* EXERCISE DIRECTIONS
Update the records below by changing every "pixel coordinates" to "image coordinates", leaving all other text as it is.

[Entries taken from a collection]
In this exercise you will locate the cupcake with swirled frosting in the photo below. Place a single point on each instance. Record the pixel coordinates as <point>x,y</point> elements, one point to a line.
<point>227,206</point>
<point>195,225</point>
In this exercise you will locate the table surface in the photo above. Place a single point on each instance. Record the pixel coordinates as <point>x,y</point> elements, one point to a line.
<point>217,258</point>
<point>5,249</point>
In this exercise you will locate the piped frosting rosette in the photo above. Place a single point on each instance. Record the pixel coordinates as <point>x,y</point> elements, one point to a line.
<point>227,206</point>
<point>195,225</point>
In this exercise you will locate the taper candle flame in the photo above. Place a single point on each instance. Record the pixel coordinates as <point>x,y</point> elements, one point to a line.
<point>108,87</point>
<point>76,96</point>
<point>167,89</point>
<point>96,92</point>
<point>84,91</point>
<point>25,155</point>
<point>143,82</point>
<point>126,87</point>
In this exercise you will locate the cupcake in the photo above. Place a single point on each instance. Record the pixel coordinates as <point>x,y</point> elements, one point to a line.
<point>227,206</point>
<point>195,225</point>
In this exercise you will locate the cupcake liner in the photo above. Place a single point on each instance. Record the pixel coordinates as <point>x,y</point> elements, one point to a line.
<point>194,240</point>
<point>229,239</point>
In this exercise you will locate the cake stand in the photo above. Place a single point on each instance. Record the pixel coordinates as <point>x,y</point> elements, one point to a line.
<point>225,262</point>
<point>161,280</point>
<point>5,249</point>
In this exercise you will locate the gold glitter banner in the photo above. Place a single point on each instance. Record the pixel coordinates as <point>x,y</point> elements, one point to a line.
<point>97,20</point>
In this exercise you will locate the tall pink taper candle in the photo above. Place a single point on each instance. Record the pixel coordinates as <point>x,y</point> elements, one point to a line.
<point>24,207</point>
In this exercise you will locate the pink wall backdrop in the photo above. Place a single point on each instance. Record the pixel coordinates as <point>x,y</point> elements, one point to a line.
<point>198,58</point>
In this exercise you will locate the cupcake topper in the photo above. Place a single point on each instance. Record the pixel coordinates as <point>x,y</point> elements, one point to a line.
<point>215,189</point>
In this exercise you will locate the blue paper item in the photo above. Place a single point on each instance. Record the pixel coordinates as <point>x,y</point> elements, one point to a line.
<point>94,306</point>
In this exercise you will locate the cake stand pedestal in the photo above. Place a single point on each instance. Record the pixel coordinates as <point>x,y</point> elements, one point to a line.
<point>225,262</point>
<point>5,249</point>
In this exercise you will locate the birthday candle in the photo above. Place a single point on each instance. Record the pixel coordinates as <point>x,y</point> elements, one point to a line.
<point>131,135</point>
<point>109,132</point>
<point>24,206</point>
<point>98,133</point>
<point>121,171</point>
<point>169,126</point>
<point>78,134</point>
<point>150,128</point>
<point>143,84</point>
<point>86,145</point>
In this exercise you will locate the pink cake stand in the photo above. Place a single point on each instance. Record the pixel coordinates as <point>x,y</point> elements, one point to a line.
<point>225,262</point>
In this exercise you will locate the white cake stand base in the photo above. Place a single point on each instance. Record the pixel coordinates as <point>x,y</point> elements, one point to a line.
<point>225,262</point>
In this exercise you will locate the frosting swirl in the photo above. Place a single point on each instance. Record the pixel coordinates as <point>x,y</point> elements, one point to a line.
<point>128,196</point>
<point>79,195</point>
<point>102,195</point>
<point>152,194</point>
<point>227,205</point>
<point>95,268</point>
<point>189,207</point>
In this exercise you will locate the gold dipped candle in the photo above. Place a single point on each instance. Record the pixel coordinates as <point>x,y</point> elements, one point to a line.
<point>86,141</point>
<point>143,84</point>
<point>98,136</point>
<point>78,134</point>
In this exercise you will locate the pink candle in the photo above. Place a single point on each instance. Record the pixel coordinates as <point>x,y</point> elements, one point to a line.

* ANSWER TO THIS PROBLEM
In this exercise you will locate the cupcake with swirled frosting in the photo below. Place a single point on each instance. Record the image coordinates as <point>x,y</point> elements, one point to a line.
<point>227,206</point>
<point>195,225</point>
In this exercise you will locate the table surface in the photo above. Place a single point on each instance. Record the image coordinates as <point>x,y</point> elements, one point to a line.
<point>217,258</point>
<point>5,249</point>
In this exercise you will locate the piped frosting rosette in the photo above. Place a single point on each instance. Record the image coordinates as <point>x,y</point> elements, one point to a line.
<point>227,206</point>
<point>195,225</point>
In this exercise you will locate the taper candle flame in the photo above. Place a single point on each instance. Record the image coordinates as <point>x,y</point> elements, one point to a line.
<point>108,87</point>
<point>76,96</point>
<point>167,89</point>
<point>96,92</point>
<point>84,91</point>
<point>25,155</point>
<point>143,82</point>
<point>126,87</point>
In this exercise you will locate the cupcake in the photo above. Place a single point on each instance. Record the image coordinates as <point>x,y</point> elements, one point to a line.
<point>227,206</point>
<point>195,225</point>
In this exercise you will locate the cupcake liner in the photo above. Place a single point on each instance. Record the image coordinates as <point>x,y</point> elements, one point to a line.
<point>194,240</point>
<point>229,239</point>
In this exercise you will locate the cake stand in the photo above. Place a single point on each instance. Record the image coordinates as <point>x,y</point> elements, one point to a line.
<point>225,262</point>
<point>161,280</point>
<point>5,249</point>
In this exercise you will locate the gold glitter banner in the photo above. Place a single point on each instance. Record the image coordinates as <point>x,y</point> elements, one point to a line.
<point>97,20</point>
In this exercise you will locate the tall pink taper candle in the photo above. Place a single point on each instance. Record the image coordinates as <point>x,y</point> elements, one point to a line.
<point>24,207</point>
In this exercise you will locate the pink wall backdrop in the photo above. Place a single point on each instance. Record the image coordinates as <point>x,y</point> elements, one point to a line.
<point>198,58</point>
In this exercise you will locate the cupcake topper in the photo above. Place a single point on each instance. Record the image coordinates as <point>x,y</point> elements, one point to a line.
<point>215,189</point>
In this exercise you will locate the blue paper item in the photo above. Place a single point on each instance. Record the image coordinates as <point>x,y</point> elements, one point to a line.
<point>94,306</point>
In this exercise you will locate the cake stand pedestal in the photo above. Place a single point on each instance. Record the image coordinates as <point>x,y</point> elements, one point to a line.
<point>225,262</point>
<point>5,249</point>
In this exercise you will locate the birthday candle in the photo above. Place a single point on each instance. Record the image coordinates as <point>x,y</point> elements, one point to a line.
<point>131,135</point>
<point>109,132</point>
<point>24,206</point>
<point>98,133</point>
<point>121,171</point>
<point>169,126</point>
<point>78,134</point>
<point>150,128</point>
<point>143,84</point>
<point>86,145</point>
In this exercise you will locate the pink cake stand in the photo above. Place a single point on each instance. Record the image coordinates as <point>x,y</point> elements, one point to a line.
<point>225,262</point>
In this exercise you will locate the white cake stand base in the photo above. Place a single point on each instance. Record the image coordinates as <point>x,y</point> elements, one point to a line.
<point>225,262</point>
In this exercise you will locate the frosting swirl in the photo above. Place a single point on each instance. Record the image coordinates as <point>x,y</point> elements, one point to a line.
<point>128,196</point>
<point>79,195</point>
<point>102,195</point>
<point>152,194</point>
<point>227,205</point>
<point>95,268</point>
<point>189,207</point>
In this exercise you will locate the gold dipped candle in the photo above. Place a single point on each instance. Record the image coordinates as <point>x,y</point> elements, one point to a line.
<point>86,141</point>
<point>143,84</point>
<point>98,136</point>
<point>78,134</point>
In this exercise you will locate the pink candle in the photo above. Place a single point on each instance. Record the image coordinates as <point>x,y</point> elements, one point to a line.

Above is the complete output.